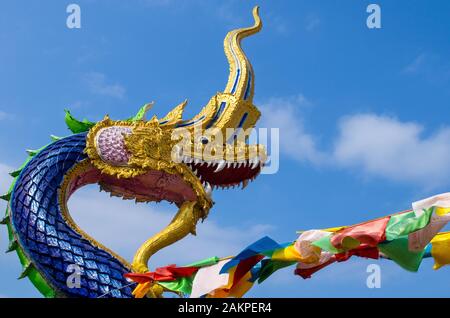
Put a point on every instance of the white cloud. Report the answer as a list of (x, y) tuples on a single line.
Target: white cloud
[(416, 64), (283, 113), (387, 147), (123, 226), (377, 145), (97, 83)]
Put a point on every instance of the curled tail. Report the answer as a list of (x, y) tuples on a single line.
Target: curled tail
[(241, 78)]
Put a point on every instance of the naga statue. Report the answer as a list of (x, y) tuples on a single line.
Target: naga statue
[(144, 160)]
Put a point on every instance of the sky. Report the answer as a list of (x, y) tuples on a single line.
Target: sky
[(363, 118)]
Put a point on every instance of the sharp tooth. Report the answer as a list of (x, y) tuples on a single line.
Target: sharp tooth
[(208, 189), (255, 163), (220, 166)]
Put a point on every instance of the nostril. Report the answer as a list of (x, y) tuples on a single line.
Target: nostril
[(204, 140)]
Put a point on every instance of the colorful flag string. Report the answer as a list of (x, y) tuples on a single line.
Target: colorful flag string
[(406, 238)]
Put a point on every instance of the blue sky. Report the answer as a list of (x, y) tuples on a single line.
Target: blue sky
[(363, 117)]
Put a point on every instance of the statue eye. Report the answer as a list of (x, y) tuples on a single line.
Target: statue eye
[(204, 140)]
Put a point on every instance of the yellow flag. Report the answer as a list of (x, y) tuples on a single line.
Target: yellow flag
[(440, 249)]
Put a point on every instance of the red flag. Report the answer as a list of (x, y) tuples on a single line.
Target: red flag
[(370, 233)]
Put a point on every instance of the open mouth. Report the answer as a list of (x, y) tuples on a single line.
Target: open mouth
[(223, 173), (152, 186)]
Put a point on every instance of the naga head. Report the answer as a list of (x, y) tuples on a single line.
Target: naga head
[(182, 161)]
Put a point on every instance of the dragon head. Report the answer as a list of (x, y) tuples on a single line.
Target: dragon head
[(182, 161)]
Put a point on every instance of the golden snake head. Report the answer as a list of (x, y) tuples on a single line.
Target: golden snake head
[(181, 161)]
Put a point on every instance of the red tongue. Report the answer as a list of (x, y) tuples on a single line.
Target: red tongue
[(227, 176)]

● ● ● ● ● ● ●

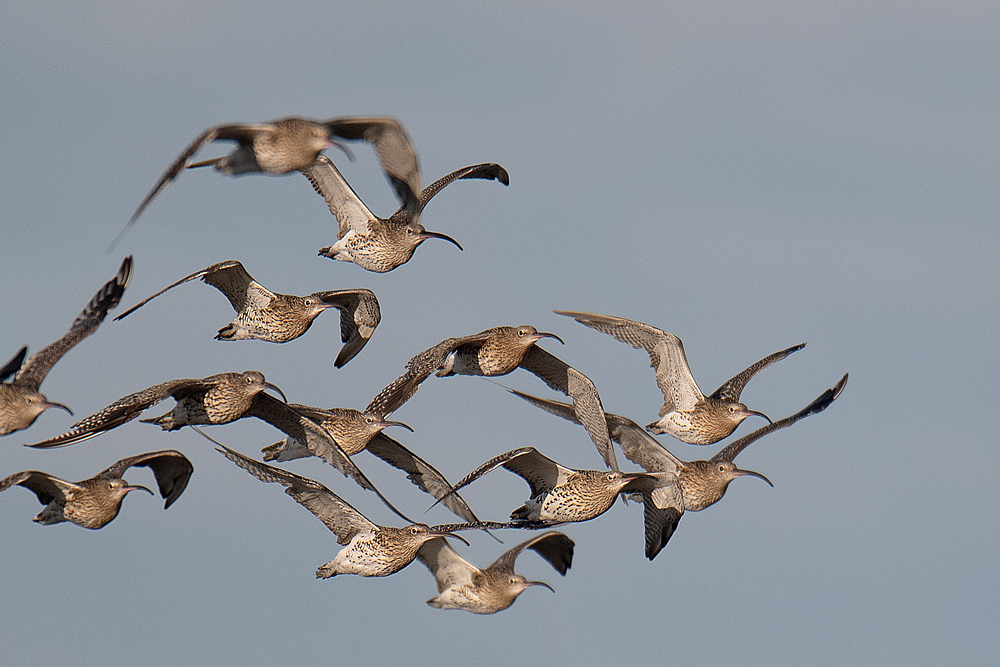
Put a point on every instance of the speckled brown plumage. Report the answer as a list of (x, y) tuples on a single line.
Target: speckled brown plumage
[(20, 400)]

● ● ● ● ● ● ●

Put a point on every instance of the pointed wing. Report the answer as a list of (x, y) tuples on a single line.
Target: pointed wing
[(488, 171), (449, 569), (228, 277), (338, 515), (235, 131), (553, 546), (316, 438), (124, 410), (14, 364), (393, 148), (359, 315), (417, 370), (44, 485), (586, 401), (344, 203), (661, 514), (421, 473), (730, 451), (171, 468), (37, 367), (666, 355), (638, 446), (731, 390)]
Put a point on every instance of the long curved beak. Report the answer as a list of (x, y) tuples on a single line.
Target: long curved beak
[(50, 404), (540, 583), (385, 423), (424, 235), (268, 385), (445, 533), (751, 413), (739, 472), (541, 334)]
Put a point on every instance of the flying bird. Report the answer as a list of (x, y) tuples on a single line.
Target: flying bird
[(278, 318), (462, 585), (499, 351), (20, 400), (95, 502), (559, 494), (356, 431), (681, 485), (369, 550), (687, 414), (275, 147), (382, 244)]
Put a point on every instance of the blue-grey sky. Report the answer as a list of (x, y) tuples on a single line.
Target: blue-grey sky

● ● ● ● ● ● ●

What you have to do - Quote every line from the one containing "Put a point on every instance of the curled" down to the one containing "[(241, 78)]", including both of those lines.

Reply -
Put a point on every instance of the curled tail. Report the answer as a list of (x, y) tuples on a single line.
Target: curled tail
[(241, 78)]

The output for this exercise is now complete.